DIRECTIONS: Copy every line of the material below word for word, leaving the pictures out of your answer.
◇ ◇ ◇ ◇ ◇ ◇ ◇
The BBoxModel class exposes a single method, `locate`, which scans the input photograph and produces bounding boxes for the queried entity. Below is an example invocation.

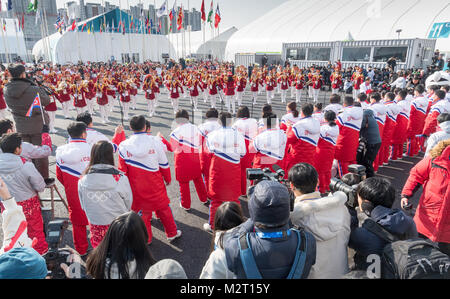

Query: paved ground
[0,86,419,278]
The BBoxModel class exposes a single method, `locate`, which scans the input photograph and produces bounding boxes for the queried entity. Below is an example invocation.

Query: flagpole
[127,0,133,62]
[1,22,9,63]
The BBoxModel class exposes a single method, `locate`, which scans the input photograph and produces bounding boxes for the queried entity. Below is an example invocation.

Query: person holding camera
[4,64,50,179]
[401,139,450,255]
[289,163,350,279]
[200,180,316,279]
[349,177,417,270]
[0,133,48,254]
◇ ◇ ◇ ◇ ◇ ◇ ◇
COMPLETED TASK:
The BBoxModel class exposes a single method, `locate`, which scans the input photograph and produces bounding boxes for the queried entity. Below is an example invocation.


Query: paved ground
[0,86,419,278]
The BBoxModel class exposes a single method, `locate`, which scans the input photograph and produces bounding boxes for the queried entity. Below is an example invocation.

Query: flagpole
[127,0,133,62]
[1,22,9,63]
The BBoxModel class exposes a single method, `locate`, which scans the input photograph and produces bounding boxes for the queried entity. Below is an example invocation.

Query: person holding camera
[4,64,50,179]
[401,139,450,255]
[289,163,350,279]
[200,180,316,279]
[349,177,417,270]
[0,133,48,254]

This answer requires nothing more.